__TASK STATEMENT__: Retype all of the entries precisely.

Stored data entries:
- - -
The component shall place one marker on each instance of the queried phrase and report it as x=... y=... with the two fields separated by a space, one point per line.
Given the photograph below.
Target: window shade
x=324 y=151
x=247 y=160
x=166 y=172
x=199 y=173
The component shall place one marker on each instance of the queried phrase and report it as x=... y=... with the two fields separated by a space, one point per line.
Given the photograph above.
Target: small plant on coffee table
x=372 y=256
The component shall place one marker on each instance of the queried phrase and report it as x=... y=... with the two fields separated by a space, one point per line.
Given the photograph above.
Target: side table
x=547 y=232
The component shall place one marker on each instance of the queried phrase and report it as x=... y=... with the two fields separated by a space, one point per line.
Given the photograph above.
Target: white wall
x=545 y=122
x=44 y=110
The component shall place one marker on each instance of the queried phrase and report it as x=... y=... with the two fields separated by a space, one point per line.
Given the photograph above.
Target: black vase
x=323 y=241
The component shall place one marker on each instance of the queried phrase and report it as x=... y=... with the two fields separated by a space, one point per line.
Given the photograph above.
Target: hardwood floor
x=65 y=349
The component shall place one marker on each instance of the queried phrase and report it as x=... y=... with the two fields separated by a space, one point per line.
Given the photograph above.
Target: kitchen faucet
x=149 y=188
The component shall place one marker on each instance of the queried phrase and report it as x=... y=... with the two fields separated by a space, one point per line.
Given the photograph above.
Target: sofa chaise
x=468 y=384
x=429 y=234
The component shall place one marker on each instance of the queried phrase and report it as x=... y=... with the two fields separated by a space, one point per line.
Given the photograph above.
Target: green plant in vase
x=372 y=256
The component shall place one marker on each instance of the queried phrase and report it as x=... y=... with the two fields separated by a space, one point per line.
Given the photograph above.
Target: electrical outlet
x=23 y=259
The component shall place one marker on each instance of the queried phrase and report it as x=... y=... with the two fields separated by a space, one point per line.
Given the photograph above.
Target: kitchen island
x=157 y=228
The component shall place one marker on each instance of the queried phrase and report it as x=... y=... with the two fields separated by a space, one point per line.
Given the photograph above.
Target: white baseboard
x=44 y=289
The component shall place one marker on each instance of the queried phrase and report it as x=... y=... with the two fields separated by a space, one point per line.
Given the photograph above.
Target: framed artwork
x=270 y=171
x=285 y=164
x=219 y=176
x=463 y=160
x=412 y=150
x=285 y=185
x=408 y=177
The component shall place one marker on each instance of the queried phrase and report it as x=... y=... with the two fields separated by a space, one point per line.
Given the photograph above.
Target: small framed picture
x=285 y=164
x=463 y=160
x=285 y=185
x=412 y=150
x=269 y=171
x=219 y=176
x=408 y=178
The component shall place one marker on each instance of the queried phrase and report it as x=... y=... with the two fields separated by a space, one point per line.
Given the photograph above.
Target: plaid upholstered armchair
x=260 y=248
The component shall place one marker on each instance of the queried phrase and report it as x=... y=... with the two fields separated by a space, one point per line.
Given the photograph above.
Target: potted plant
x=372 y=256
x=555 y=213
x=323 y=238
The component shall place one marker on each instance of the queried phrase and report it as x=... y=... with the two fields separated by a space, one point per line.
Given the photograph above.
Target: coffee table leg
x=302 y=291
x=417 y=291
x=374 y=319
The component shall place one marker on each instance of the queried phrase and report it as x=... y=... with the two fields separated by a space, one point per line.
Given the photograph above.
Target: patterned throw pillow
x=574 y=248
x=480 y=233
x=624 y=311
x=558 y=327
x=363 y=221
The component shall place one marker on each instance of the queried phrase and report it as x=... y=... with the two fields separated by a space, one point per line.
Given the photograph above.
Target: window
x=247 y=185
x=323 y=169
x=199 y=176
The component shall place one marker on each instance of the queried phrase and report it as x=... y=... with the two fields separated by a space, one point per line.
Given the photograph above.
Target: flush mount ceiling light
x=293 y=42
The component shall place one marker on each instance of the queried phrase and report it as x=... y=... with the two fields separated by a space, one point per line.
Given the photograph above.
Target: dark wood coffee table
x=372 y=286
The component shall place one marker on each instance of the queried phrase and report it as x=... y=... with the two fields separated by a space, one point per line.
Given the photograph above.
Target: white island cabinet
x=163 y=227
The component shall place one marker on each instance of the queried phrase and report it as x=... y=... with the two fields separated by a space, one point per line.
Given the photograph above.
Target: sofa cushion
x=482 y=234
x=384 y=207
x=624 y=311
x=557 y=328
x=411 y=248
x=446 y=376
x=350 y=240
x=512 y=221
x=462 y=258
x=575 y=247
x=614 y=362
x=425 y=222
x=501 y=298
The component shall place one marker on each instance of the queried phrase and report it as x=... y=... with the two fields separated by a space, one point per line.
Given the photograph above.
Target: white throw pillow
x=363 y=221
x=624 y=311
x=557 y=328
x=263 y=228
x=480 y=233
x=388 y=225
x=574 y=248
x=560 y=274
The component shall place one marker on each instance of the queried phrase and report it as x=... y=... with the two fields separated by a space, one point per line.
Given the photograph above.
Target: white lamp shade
- - -
__RESULT OF THE EXERCISE__:
The component shall place one marker on each instance of the queried phrase and report it as x=... y=... with the two fields separated by a space, one point per line.
Given the photograph below.
Target: window shade
x=324 y=151
x=247 y=160
x=166 y=172
x=199 y=173
The component shall place one marker on each instance of the queried phrase and report it as x=... y=... with the two fields separated by a space, one point per line.
Given the photograph above.
Target: small plant on coffee table
x=372 y=256
The component shall place one marker on each instance of the queried phrase and report it as x=... y=... with the two fields separated by a space, one point per line.
Given the photograph above.
Target: side table
x=547 y=232
The component shall place one marker on each instance of the queried phrase and report it as x=... y=... with the two fields separated by a space, one point per line.
Given the photograph above.
Target: white wall
x=545 y=122
x=44 y=110
The component shall place one marker on each instance of the queried phrase and report it as x=... y=... with the two fields separated by a space, one point per line.
Given the photograph above.
Target: black vase
x=323 y=241
The component shall place one marker on each instance of the queried phrase and report it as x=... y=... with the two fields separated by a space, one point per line.
Given the photograph above.
Target: hardwood floor
x=65 y=349
The component shall place one marker on each instance of the queried phrase and report it as x=... y=... with the two fields separated by a space, one point per line.
Given the photograph above.
Target: kitchen faucet
x=149 y=188
The component shall place one marker on each instance of the queried phrase and report it as x=... y=... with the two fields separated by a space, one point per line.
Given the photograph above.
Target: sofa chaise
x=468 y=384
x=429 y=234
The component shall place one marker on each instance of the queried phrase and report it as x=... y=... with the two fields separated by a space, one point per line.
Given the photograph above.
Target: green plant in vase
x=372 y=256
The component shall place one marker on each instance of the queried phrase and report it as x=... y=... with the two fields separated by a space, one point per line.
Given the photograph above.
Target: electrical outlet
x=23 y=259
The component shall place one marker on each instance of the queried phrase and report it as x=... y=... with the two fields separated by a space, one point per line.
Given the photograph above.
Target: kitchen island
x=157 y=228
The component shall place one marker on each instance of the queried phrase and report it as x=... y=... with the two fields separated by a space, one point per line.
Given the photograph above.
Target: white baseboard
x=44 y=289
The component shall place one marker on each instance of the queried phrase and report it as x=... y=... with the two fields separated by a space, one point per line.
Given the photograph above.
Target: framed artwork
x=270 y=171
x=285 y=164
x=219 y=176
x=463 y=160
x=412 y=150
x=285 y=185
x=408 y=177
The component shall place one marker on each instance of the queried phrase and report it as x=... y=... with the two fields separated by a space, one point per line.
Given the photograph above.
Target: small framed picture
x=285 y=164
x=463 y=160
x=285 y=185
x=412 y=150
x=269 y=171
x=219 y=176
x=408 y=178
The component shall place one marker on each instance of the queried phrase and report it as x=... y=... with the two fields separated by a space, one point per line.
Given the photograph above.
Target: plaid upholstered armchair
x=260 y=248
The component shall place one marker on each instance of the queried phrase and report it as x=... y=... with the two fields separated by a space, one point per line.
Given the photograph above.
Target: potted plant
x=372 y=256
x=555 y=213
x=323 y=238
The component shall place one marker on each instance of the queried phrase and report it as x=... y=... with the two fields separated by a space, one point per line.
Given the photograph above.
Target: coffee table leg
x=302 y=291
x=417 y=291
x=374 y=319
The component shall place one marker on each instance of the queried phrase and report it as x=... y=... with the two fields separated by a space, one point per line.
Given the photograph above.
Target: patterned throw pillow
x=574 y=248
x=480 y=233
x=624 y=311
x=558 y=327
x=363 y=221
The component shall place one marker on each instance of the queried phrase and report it as x=... y=... with the two fields separated by a space, one point per line.
Given the photograph above.
Target: window
x=247 y=185
x=323 y=169
x=199 y=176
The component shall place one marker on each instance of the queried phrase and report it as x=... y=... with the two fields separated by a space, one point per line.
Given the photograph above.
Target: flush mount ceiling light
x=293 y=42
The component shall place one marker on each instance of the queried phrase and report it as x=... y=... with the two fields separated by a space, one point per line.
Given the photograph above.
Target: dark wood coffee table
x=372 y=286
The component shall place one marker on each instance of the queried phrase and report it as x=... y=... with the two fields separated by a space, one point per line.
Given the photograph above.
Target: white island cabinet
x=163 y=227
The component shall place one marker on each instance of the queried phrase and report it as x=... y=... with the two fields separated by a space, one point per line.
Given the photograph above.
Target: sofa cushion
x=482 y=234
x=384 y=207
x=624 y=311
x=557 y=328
x=411 y=248
x=446 y=376
x=350 y=240
x=512 y=221
x=462 y=258
x=575 y=247
x=614 y=362
x=425 y=222
x=501 y=298
The component shall place one marker on each instance of the queried phrase and report it as x=... y=... with the two fields separated by a space, one point per line.
Given the photograph above.
Target: white throw pillow
x=363 y=221
x=624 y=311
x=557 y=328
x=263 y=228
x=480 y=233
x=388 y=225
x=574 y=248
x=560 y=274
The component shall place one marker on each instance of the queried phrase and report it as x=... y=... with the two fields separated by a space, one point per line.
Given the photograph above.
Target: white lamp shade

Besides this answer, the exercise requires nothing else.